> GIVEN TASK: Once the pictures are set aside, transcribe the remaining data exactly.

Saved data entries:
- - -

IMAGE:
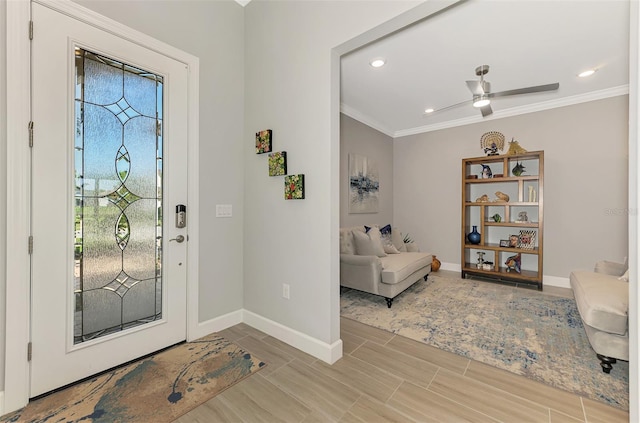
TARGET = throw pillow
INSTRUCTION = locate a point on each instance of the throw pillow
(369, 244)
(347, 245)
(387, 242)
(625, 276)
(396, 238)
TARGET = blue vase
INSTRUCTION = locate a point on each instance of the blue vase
(474, 236)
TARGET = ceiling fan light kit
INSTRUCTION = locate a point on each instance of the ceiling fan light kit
(482, 95)
(480, 101)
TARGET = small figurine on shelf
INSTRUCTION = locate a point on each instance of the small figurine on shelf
(513, 263)
(502, 197)
(522, 217)
(491, 142)
(515, 148)
(518, 169)
(486, 172)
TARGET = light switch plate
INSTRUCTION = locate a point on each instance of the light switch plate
(224, 210)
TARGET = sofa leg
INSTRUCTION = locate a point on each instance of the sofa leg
(606, 363)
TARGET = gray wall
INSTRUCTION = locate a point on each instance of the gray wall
(358, 138)
(212, 31)
(3, 182)
(585, 192)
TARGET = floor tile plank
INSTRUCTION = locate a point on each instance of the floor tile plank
(315, 389)
(397, 364)
(370, 333)
(258, 400)
(539, 393)
(361, 376)
(424, 405)
(441, 358)
(487, 399)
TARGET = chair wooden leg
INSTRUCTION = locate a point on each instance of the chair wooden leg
(606, 363)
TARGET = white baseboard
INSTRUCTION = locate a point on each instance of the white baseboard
(329, 353)
(454, 267)
(556, 281)
(215, 325)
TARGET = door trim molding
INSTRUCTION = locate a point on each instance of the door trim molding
(17, 330)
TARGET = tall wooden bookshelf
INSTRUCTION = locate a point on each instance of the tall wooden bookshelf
(519, 219)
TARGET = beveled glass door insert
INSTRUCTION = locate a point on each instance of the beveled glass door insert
(118, 196)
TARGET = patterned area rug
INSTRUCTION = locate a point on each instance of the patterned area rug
(156, 389)
(516, 329)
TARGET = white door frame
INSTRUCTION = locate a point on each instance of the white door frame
(18, 311)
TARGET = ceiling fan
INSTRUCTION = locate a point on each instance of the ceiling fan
(482, 94)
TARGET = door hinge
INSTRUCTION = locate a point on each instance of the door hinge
(31, 134)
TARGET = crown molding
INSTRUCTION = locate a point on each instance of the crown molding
(521, 110)
(367, 120)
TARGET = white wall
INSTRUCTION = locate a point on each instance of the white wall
(288, 89)
(585, 191)
(358, 138)
(3, 184)
(212, 31)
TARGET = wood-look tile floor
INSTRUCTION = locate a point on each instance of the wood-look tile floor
(383, 377)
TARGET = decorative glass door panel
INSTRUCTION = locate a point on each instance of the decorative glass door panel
(118, 196)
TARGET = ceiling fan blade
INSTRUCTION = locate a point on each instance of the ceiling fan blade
(475, 87)
(486, 110)
(528, 90)
(448, 107)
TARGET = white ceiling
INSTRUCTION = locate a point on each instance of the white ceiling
(525, 43)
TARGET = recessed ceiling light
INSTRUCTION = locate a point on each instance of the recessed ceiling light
(377, 62)
(587, 73)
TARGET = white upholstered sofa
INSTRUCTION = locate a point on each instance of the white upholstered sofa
(602, 297)
(378, 262)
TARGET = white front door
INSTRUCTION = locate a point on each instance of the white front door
(109, 167)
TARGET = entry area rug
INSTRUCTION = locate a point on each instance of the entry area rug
(159, 388)
(521, 330)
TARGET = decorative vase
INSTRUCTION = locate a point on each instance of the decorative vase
(435, 264)
(474, 236)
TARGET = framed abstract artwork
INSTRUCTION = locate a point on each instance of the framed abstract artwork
(364, 184)
(294, 187)
(278, 163)
(263, 141)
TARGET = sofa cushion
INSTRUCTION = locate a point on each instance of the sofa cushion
(396, 239)
(347, 243)
(603, 300)
(397, 267)
(369, 244)
(387, 241)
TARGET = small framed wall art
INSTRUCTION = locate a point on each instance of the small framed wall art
(278, 163)
(294, 187)
(263, 141)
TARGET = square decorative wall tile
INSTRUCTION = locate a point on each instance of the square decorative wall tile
(294, 187)
(278, 163)
(263, 141)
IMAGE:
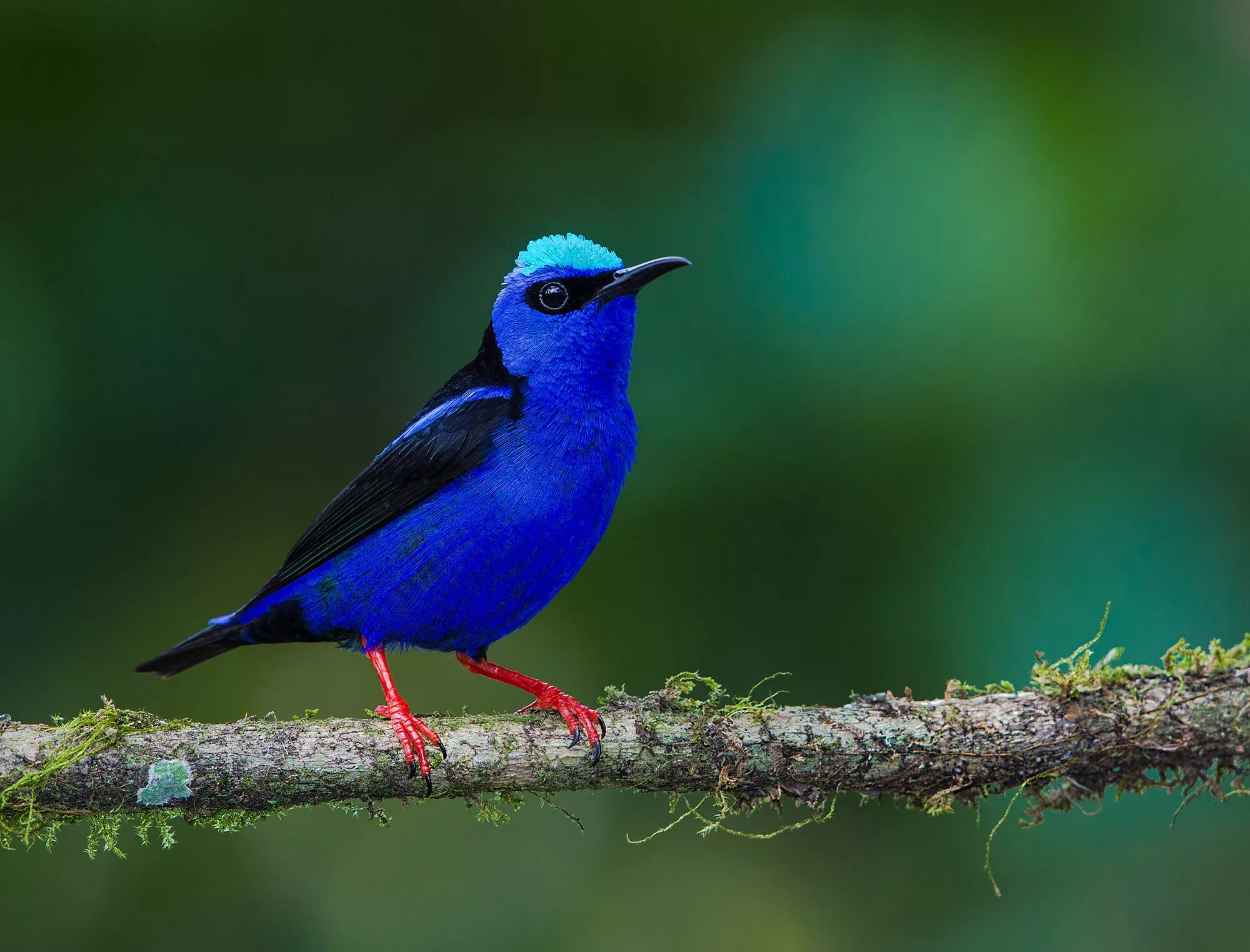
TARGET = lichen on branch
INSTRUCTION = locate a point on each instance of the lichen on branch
(1083, 728)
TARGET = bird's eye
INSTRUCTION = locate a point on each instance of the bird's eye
(553, 296)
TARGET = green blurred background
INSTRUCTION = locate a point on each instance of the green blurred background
(962, 359)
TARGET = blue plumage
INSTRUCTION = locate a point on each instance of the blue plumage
(488, 504)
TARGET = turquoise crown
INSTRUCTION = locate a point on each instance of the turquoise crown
(569, 250)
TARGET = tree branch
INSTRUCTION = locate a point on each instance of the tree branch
(1159, 730)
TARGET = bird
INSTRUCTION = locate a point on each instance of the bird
(487, 505)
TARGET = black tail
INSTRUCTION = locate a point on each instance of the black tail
(213, 641)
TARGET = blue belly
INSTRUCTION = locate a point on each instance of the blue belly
(477, 560)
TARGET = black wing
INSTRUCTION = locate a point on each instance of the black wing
(478, 400)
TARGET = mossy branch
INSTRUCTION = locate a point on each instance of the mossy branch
(1083, 728)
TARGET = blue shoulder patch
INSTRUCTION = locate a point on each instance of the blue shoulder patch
(567, 251)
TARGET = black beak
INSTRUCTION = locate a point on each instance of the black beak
(631, 280)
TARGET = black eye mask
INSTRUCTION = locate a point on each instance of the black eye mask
(561, 295)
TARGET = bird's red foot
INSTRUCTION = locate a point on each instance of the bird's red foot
(411, 730)
(413, 733)
(576, 714)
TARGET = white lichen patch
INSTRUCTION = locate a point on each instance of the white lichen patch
(167, 781)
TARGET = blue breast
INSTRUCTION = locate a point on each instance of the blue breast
(487, 553)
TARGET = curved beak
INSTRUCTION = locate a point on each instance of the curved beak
(631, 280)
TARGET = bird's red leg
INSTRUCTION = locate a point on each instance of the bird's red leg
(411, 730)
(576, 714)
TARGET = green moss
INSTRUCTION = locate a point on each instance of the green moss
(87, 735)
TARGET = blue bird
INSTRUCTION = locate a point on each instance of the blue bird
(484, 508)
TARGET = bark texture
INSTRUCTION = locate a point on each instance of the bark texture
(929, 753)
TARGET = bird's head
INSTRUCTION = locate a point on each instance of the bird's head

- - -

> OUTPUT:
IMAGE:
TARGET = throw pillow
INSTRUCTION = locate a point on each instance of the throw pillow
(369, 244)
(347, 245)
(387, 242)
(625, 276)
(396, 238)
TARGET = blue vase
INSTRUCTION = locate a point on each instance of the blue vase
(474, 236)
TARGET = ceiling fan light kit
INSTRUCTION = locate a point on each instance of the ceiling fan light kit
(482, 95)
(480, 101)
TARGET = small figurine on shelf
INSTRUCTION = locate a point on each instance of the small figurine on shelf
(513, 263)
(502, 197)
(522, 217)
(491, 142)
(515, 148)
(518, 169)
(486, 172)
TARGET = light switch plate
INSTRUCTION = locate a point on each instance of the light switch plate
(224, 210)
TARGET = sofa leg
INSTRUCTION = locate a point on each instance of the sofa leg
(606, 363)
TARGET = gray wall
INSTRUCTION = locate a point on each instance of the gray wall
(358, 138)
(212, 31)
(3, 182)
(585, 192)
TARGET = floor tile plank
INSTRUCTION = locate a point on each instance of the floor tile plank
(315, 389)
(397, 364)
(370, 333)
(258, 400)
(539, 393)
(361, 376)
(424, 405)
(441, 358)
(487, 399)
TARGET = chair wooden leg
INSTRUCTION = locate a point on each instance of the chair wooden leg
(606, 363)
TARGET = white baseboard
INSTRUCTION = locate a point on each instance of the white baseboard
(329, 353)
(454, 267)
(556, 281)
(215, 325)
TARGET = door trim molding
INSTRUCTION = locate a point on each instance of the door trim molding
(17, 330)
TARGET = tall wooden bookshelf
INSTRUCTION = locate a point on each instance of the tall wooden bookshelf
(519, 219)
TARGET = beveled glass door insert
INSTRUCTION = locate a point on each instance of the beveled glass door insert
(118, 196)
TARGET = patterned area rug
INSTRUCTION = locate a point on each instance of the patterned area rug
(156, 389)
(516, 329)
TARGET = white door frame
INSTRUCTION = locate a point on each instance of the white door frame
(18, 311)
TARGET = ceiling fan
INSTRUCTION = locate a point on each instance of the ceiling fan
(482, 94)
TARGET = door hinge
INSTRUCTION = locate a point on each instance of the door hinge
(31, 134)
TARGET = crown molding
INSTRUCTION = locate a point on each instance of the crown molding
(521, 110)
(367, 120)
TARGET = white wall
INSTRUCTION = locate a point on each instance of the white wall
(288, 89)
(585, 191)
(358, 138)
(3, 184)
(212, 31)
TARGET = wood-look tile floor
INSTRUCTION = locate a point on each instance of the wood-look tile floor
(383, 377)
TARGET = decorative glass door panel
INSTRUCTION = locate a point on each instance of the decorative glass door panel
(118, 196)
TARGET = ceiling fan blade
INSTRUCTION = locate a point on each instance of the ceiling fan blade
(475, 87)
(486, 110)
(528, 90)
(448, 107)
TARGET = white ceiling
INSTRUCTION = locate a point on each instance of the white ceiling
(525, 43)
TARGET = recessed ceiling light
INSTRUCTION = locate a point on each instance of the recessed ceiling light
(377, 62)
(587, 73)
TARGET = white upholstered sofa
INSTRUCTION = locate a point on each instance of the white upholstered sofa
(602, 297)
(378, 262)
TARGET = white front door
INSTRUCTION = locate a point on each instance of the white front door
(109, 167)
TARGET = entry area rug
INSTRUCTION = locate a point on each instance of the entry area rug
(159, 388)
(521, 330)
TARGET = decorative vase
INSTRUCTION = locate a point on each instance of the decorative vase
(435, 264)
(474, 236)
TARGET = framed abstract artwork
INSTRUCTION = locate a point on each instance of the framed abstract artwork
(364, 184)
(294, 187)
(278, 163)
(263, 141)
TARGET = sofa cushion
INSTRUCTION = locate a point on each instance of the sofa cushion
(396, 239)
(347, 243)
(603, 300)
(397, 267)
(369, 244)
(387, 241)
TARGET = small framed wall art
INSTRUCTION = locate a point on each instance of the small framed wall art
(278, 163)
(294, 187)
(263, 141)
TARGET = square decorative wall tile
INSTRUCTION = locate a point on each instance of the square decorative wall tile
(294, 187)
(278, 163)
(263, 141)
IMAGE:
TARGET = lichen on branch
INSTRUCTION = locate a point on each instance of the lichen on branch
(1083, 728)
TARGET = bird's eye
INSTRUCTION = locate a point on each instance of the bird's eye
(553, 296)
TARGET = green blurred background
INSTRUCTION = locate a point on each instance of the green blurred background
(962, 359)
TARGET = blue plumage
INSTRUCTION = locate a point on each instance of the blue plumage
(488, 504)
TARGET = turquoise crown
INSTRUCTION = locate a point on each instance of the turquoise crown
(569, 250)
TARGET = tree branch
INSTRUCTION = locate a point on each instance of the tree branch
(1159, 730)
TARGET = bird
INSTRUCTION = locate a point on each instance of the bird
(487, 505)
TARGET = black tail
INSTRUCTION = locate a point on each instance of the black tail
(213, 641)
TARGET = blue belly
INSTRUCTION = locate a point on each instance of the blue belly
(477, 560)
TARGET = black wing
INSTRUCTION = locate a point on each instance of the black wing
(478, 400)
TARGET = mossy branch
INSTRUCTION = locate a point on each instance of the mossy branch
(1083, 728)
TARGET = blue shoulder patch
INSTRUCTION = locate a point on each instance of the blue shoulder patch
(567, 251)
TARGET = black beak
INSTRUCTION = locate a point on each instance of the black beak
(631, 280)
TARGET = black eye mask
INSTRUCTION = locate a point on each instance of the black eye mask
(561, 295)
TARGET = bird's red foot
INSTRUCTION = locate a point on each instance of the bird's red foot
(411, 730)
(413, 733)
(576, 714)
TARGET = white lichen patch
INSTRUCTION = locate a point on each instance of the white lichen patch
(167, 781)
TARGET = blue breast
INSTRUCTION = locate a point on each instance of the blue breast
(487, 553)
TARGET = curved beak
INSTRUCTION = locate a point on each instance of the curved beak
(631, 280)
TARGET = bird's red leg
INSTRUCTION = locate a point on each instance of the bird's red leg
(411, 730)
(576, 714)
TARGET = green moss
INSTRUCTION = locate a point on each instance of the green moss
(87, 735)
TARGET = blue bird
INSTRUCTION = locate a point on each instance of the blue bird
(484, 508)
TARGET = bark texture
INSTRUCTION = locate a point on each instance of the bark texture
(929, 753)
TARGET = bird's head
INSTRUCTION = locate a point on each instance of the bird's head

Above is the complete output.